Assigned task
Your response must be the entire set of entries, reproduced word for word.

Supplied records
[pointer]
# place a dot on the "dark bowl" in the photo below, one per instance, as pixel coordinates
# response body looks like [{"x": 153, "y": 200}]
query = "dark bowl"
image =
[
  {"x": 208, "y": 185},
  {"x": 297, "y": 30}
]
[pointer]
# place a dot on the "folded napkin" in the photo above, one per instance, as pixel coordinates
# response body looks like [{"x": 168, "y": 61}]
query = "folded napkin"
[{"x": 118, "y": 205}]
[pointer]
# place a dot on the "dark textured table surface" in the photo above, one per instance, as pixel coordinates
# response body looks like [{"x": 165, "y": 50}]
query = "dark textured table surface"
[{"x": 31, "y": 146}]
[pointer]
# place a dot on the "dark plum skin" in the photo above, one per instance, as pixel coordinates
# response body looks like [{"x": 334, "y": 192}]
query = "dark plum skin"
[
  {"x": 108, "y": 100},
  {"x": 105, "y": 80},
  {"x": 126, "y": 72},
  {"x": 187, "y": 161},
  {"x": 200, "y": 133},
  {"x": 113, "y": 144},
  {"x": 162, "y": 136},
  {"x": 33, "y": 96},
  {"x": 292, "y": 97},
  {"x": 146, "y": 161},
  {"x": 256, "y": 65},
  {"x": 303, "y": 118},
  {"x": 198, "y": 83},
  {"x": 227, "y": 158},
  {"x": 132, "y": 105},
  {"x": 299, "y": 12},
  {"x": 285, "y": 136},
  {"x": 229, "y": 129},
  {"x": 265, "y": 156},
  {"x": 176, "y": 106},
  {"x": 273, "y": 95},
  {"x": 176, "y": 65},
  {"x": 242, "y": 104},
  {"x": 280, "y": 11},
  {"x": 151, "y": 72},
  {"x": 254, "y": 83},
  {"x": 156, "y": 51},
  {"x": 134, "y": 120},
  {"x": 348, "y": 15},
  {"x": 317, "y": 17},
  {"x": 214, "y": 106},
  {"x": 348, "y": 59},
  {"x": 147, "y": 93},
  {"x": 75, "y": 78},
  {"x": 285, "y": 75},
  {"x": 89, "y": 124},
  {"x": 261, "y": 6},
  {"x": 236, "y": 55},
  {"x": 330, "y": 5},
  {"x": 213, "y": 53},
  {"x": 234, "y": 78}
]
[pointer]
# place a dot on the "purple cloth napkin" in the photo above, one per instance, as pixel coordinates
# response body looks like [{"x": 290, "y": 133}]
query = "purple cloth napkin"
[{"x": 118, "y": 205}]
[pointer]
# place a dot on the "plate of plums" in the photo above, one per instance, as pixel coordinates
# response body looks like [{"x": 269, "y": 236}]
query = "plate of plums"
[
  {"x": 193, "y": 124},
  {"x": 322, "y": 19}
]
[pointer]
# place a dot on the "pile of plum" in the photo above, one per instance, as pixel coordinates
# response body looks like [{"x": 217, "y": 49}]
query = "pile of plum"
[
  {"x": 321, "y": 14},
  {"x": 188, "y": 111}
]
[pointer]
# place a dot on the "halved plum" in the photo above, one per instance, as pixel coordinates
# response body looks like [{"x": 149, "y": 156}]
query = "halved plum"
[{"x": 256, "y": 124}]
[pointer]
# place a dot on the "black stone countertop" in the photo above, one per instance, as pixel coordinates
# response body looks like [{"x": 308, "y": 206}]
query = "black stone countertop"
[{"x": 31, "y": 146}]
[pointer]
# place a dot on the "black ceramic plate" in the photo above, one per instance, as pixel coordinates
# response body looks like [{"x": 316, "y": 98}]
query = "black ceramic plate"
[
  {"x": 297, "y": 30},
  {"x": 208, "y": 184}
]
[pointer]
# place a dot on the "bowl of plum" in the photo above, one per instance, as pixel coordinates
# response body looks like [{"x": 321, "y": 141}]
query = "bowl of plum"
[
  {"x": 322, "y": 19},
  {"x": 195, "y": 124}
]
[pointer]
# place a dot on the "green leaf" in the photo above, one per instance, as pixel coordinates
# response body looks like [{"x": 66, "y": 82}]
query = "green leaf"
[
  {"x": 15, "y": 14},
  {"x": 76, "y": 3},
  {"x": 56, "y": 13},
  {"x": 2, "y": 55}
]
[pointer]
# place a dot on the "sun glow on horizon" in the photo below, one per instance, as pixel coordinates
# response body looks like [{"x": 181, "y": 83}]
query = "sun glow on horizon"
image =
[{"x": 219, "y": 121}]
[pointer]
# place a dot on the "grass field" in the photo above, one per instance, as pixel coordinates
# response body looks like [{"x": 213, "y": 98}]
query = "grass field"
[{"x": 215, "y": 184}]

Solution for this exercise
[pointer]
# place a dot on the "dark bowl" in the photo below, one per instance, as pixel coordinates
# response body looks like [{"x": 153, "y": 200}]
query = "dark bowl"
image =
[
  {"x": 208, "y": 185},
  {"x": 297, "y": 30}
]
[pointer]
# place a dot on the "folded napkin" in the photo above, one per instance, as pixel coordinates
# response body looks like [{"x": 168, "y": 61}]
query = "folded napkin"
[{"x": 118, "y": 205}]
[pointer]
# place a dot on the "dark textured table surface" in the photo above, one per instance, as pixel coordinates
# response body looks like [{"x": 165, "y": 50}]
query = "dark textured table surface"
[{"x": 31, "y": 146}]
[pointer]
# place a dot on the "dark plum skin" in the photo above, one per instance, as pixel coordinates
# response body looks like [{"x": 334, "y": 192}]
query = "dark plum skin"
[
  {"x": 108, "y": 100},
  {"x": 105, "y": 80},
  {"x": 126, "y": 72},
  {"x": 187, "y": 161},
  {"x": 200, "y": 133},
  {"x": 113, "y": 144},
  {"x": 162, "y": 136},
  {"x": 33, "y": 96},
  {"x": 292, "y": 97},
  {"x": 146, "y": 161},
  {"x": 256, "y": 65},
  {"x": 303, "y": 118},
  {"x": 198, "y": 83},
  {"x": 227, "y": 158},
  {"x": 132, "y": 105},
  {"x": 299, "y": 12},
  {"x": 285, "y": 136},
  {"x": 229, "y": 129},
  {"x": 265, "y": 156},
  {"x": 176, "y": 106},
  {"x": 273, "y": 95},
  {"x": 176, "y": 65},
  {"x": 242, "y": 104},
  {"x": 280, "y": 11},
  {"x": 151, "y": 72},
  {"x": 254, "y": 83},
  {"x": 156, "y": 51},
  {"x": 134, "y": 120},
  {"x": 348, "y": 15},
  {"x": 317, "y": 17},
  {"x": 214, "y": 106},
  {"x": 348, "y": 59},
  {"x": 147, "y": 93},
  {"x": 75, "y": 78},
  {"x": 285, "y": 75},
  {"x": 89, "y": 124},
  {"x": 261, "y": 6},
  {"x": 236, "y": 55},
  {"x": 330, "y": 5},
  {"x": 213, "y": 53},
  {"x": 234, "y": 78}
]
[pointer]
# place a dot on the "purple cloth napkin" in the photo above, one per instance, as pixel coordinates
# response body looks like [{"x": 290, "y": 133}]
query = "purple cloth napkin"
[{"x": 118, "y": 205}]
[pointer]
# place a dot on the "plate of plums" in the photo above, one per instance, as pixel coordinates
# response body looks like [{"x": 269, "y": 236}]
query = "plate of plums"
[
  {"x": 193, "y": 124},
  {"x": 322, "y": 19}
]
[pointer]
# place a dot on the "pile of plum" in the photo above, one per instance, as pixel coordinates
# response body looks like [{"x": 217, "y": 49}]
query = "pile of plum"
[
  {"x": 321, "y": 14},
  {"x": 188, "y": 111}
]
[pointer]
# place a dot on the "halved plum" in the photo above, one per instance, as pixel coordinates
# response body looks like [{"x": 149, "y": 156}]
query = "halved plum"
[{"x": 256, "y": 124}]
[pointer]
# place a dot on the "black stone countertop" in the photo above, one per instance, as pixel coordinates
# response body looks like [{"x": 308, "y": 206}]
query = "black stone countertop"
[{"x": 31, "y": 146}]
[pointer]
# place a dot on the "black ceramic plate" in the photo above, one per instance, as pixel coordinates
# response body looks like [{"x": 316, "y": 98}]
query = "black ceramic plate"
[
  {"x": 297, "y": 30},
  {"x": 208, "y": 184}
]
[pointer]
# place a dot on the "bowl of plum" in the photo above, one per instance, as pixel coordinates
# response body looks like [{"x": 321, "y": 141}]
query = "bowl of plum"
[
  {"x": 322, "y": 19},
  {"x": 195, "y": 124}
]
[pointer]
# place a dot on the "green leaf" in the photo above, one per instance, as pixel coordinates
# response body looks like [{"x": 66, "y": 82}]
query = "green leaf"
[
  {"x": 15, "y": 14},
  {"x": 76, "y": 3},
  {"x": 56, "y": 13},
  {"x": 2, "y": 55}
]
[pointer]
# place a dot on the "sun glow on horizon" in the photo below, one per instance, as pixel coordinates
# response body looks like [{"x": 181, "y": 83}]
query = "sun glow on horizon"
image =
[{"x": 219, "y": 121}]
[pointer]
# place a dot on the "grass field" in the photo above, one per instance, as pixel coordinates
# response body looks like [{"x": 213, "y": 98}]
query = "grass field"
[{"x": 215, "y": 184}]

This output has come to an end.